ФРАГМЕНТ ДОКУМЕНТА =
============

Моноспектакль «Дело о деньгах. Из тайных записок Авдотьи Панаевой»
Давайте забудем на часик про политику и экономику, про возможность катастрофы, дефолта, паники на валютной бирже, про отсутствие ликвидности, непрозрачность банков, ущемление среднего и малого бизнеса и охоту на оппонентов, обозванных «Пятой колонной». Забудем. Хотя бы на час.
Как я забыла про все эти очень волновавшие меня до того вопросы, попав в бостонский Playwrite’s Theater на моноспектакль по моей повести “Дело о деньгах. Из тайных записок Авдотьи Панаевой». Примерно два года назад в Балтиморе была издана моя книга «Ночной дилижанс», куда эта повесть вошла, (особую гордость у нас с издателем, ныне покойным Геннадием Крочиком, вызывали помещенные в ней иллюстрации!).
Обычно мне скучно на презентации рассказывать о своей книге или самой читать из нее отрывки. Меня привлекает театральная форма. И вот мы с Лилей Левитиной, бостонским режиссером и энтузиасткой театра, стали искать актрису на роль Авдотьи Панаевой. Поиски наши затянулись.
Несколько претенденток сменили друг друга, но по разным причинам репетиции так и не начались.
Геннадий Крочик дал объявление в ЧАЙКЕ о грядущем в Бостоне представлении, но оно, увы, так и не состоялось – актриса, еще не начав репетиции, от участия в спектакле отказалась. С этим я уехала из Бостона в Вашингтон – вслед за работой мужа. И вот – весточка из Бостона – приглашение на уже готовый спектакль.
Главные «виновники» и участники события – режиссер Лиля Левитина, она же автор композиции по повести, и актриса Виктория Коваленко.
По пути в Бостон какие только мысли ни приходили мне в голову, одна из навязчивых: никто на спектакль не придет. В самом деле, кому нужна какая-то Панаева, когда на следующий день в город приезжает триумфальный Виктюк со спектаклем о Нуриеве!
Но нет, два вечера зал был полон, а собрать сто человек для русскоязычного Бостона не так-то просто. Потом я поняла, откуда возник даже некоторый ажиотаж вокруг нашего представления: во-первых, пришли «фанаты» актрисы и режиссера.
Во-вторых, кое-кто из зрителей читал повесть в журнале ЗВЕЗДА или в ЧАЙКЕ и хотел увидеть ее на сцене. До спектакля ко мне подошла незнакомая милая женщина, по имени Татьяна, сказавшая, что с нетерпением ждала появления в ЧАЙКЕ каждой новой главы моей повести.
Наконец, хорошо сработала система интернетного оповещения, в которой небольшую, но «свою» роль сыграла и наша ЧАЙКА, в лице дизайнера Марка Мейтина поместившая на журнальный сайт яркую афишку с изображением красавицы Панаевой.
Кстати, прелестную эту афишку совершенно бескорыстно сделал для спектакля друг Лили Левитиной, художник Осенний, шлю ему свой благодарный привет!
И вот – спектакль.
На сцене высокий старинный стул, вокруг него раскиданы страницы, надо полагать, рукописи Авдотьи Панаевой, той тайной рукописи, частичку из которой мы услышим сегодня из уст героини и которую в самом конце она предполагает сжечь. Да, сжечь, так же, как сожгла письма Некрасова.

============

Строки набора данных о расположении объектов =
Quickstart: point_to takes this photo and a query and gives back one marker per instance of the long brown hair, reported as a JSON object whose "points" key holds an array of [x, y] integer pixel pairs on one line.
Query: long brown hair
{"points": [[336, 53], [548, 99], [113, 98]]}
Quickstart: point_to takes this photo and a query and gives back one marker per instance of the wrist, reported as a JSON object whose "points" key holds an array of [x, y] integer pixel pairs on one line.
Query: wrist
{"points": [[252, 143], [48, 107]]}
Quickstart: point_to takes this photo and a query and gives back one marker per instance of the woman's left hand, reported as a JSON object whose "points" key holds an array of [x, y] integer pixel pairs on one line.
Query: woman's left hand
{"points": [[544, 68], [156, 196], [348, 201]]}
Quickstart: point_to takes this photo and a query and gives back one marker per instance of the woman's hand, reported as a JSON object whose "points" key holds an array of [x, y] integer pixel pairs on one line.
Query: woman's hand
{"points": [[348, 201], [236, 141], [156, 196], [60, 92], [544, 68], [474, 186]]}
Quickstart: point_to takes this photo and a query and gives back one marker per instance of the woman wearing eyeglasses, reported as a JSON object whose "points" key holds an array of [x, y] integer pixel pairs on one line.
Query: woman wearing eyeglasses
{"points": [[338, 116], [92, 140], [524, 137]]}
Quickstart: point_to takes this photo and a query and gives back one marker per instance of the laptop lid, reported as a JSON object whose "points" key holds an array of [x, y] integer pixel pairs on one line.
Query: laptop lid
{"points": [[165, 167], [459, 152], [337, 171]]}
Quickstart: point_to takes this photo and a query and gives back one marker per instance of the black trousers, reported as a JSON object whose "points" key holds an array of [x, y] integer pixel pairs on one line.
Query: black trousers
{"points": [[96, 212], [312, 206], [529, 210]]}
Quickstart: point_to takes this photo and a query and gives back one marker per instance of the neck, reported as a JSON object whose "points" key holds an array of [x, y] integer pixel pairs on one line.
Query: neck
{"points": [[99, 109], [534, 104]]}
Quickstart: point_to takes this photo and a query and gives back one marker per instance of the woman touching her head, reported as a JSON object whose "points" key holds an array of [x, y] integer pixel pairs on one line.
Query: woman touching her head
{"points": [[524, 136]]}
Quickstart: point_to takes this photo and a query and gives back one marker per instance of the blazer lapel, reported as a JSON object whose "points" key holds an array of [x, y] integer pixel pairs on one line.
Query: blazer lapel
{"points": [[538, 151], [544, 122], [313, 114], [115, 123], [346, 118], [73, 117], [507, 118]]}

============

ЗАДАНИЕ 1 =
Повторите дословно отрывок текста о моноспектакле от слов «Геннадий Крочик дал» до слов «актриса Виктория Коваленко.» включительно.
ЗАДАНИЕ 2 =
Подсчитайте, в скольких строках листинга встречается строка «hair», учитывая регистр букв. В ответе укажите только число.
Текст о моноспектакле и листинг представляют собой самостоятельные, не связанные между собой материалы.

ПИСЬМЕННЫЙ ОТВЕТ 1 =
Геннадий Крочик дал объявление в ЧАЙКЕ о грядущем в Бостоне представлении, но оно, увы, так и не состоялось – актриса, еще не начав репетиции, от участия в спектакле отказалась. С этим я уехала из Бостона в Вашингтон – вслед за работой мужа. И вот – весточка из Бостона – приглашение на уже готовый спектакль.
Главные «виновники» и участники события – режиссер Лиля Левитина, она же автор композиции по повести, и актриса Виктория Коваленко.

ПИСЬМЕННЫЙ ОТВЕТ 2 =
2